▶ [Exercise details]:
Please copy every line of the items below in full and add 101 to each coordinate value in the answers.

▶ [Record extracts]:
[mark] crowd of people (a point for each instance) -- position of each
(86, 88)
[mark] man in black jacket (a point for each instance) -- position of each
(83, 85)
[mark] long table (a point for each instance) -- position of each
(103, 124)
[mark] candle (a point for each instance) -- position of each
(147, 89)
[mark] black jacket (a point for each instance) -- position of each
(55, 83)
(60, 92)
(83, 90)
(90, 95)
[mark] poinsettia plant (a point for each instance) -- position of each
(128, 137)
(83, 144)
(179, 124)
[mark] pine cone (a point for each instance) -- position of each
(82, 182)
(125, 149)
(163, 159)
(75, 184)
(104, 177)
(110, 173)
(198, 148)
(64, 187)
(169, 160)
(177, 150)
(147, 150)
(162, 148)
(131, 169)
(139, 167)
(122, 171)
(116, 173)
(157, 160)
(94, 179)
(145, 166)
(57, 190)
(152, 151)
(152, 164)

▶ [Completed exercise]:
[mark] crowd of people (a point for each instance) -- position of each
(187, 189)
[mark] man in black jacket (a point for each instance) -- position of each
(184, 186)
[mark] long table (a point for each instance) -- position of each
(204, 225)
[mark] candle (a point for each instance) -- position of each
(248, 190)
[mark] black jacket (a point for each instance) -- position of each
(156, 184)
(161, 193)
(184, 191)
(191, 196)
[mark] poinsettia plant (a point for each instance) -- position of each
(229, 238)
(184, 245)
(280, 225)
[mark] pine cone (a point for each instance) -- position of each
(183, 283)
(226, 250)
(264, 260)
(176, 285)
(205, 278)
(211, 274)
(299, 249)
(165, 288)
(270, 261)
(278, 251)
(248, 251)
(263, 249)
(232, 270)
(240, 268)
(223, 272)
(217, 274)
(258, 261)
(195, 280)
(246, 267)
(158, 291)
(253, 252)
(253, 265)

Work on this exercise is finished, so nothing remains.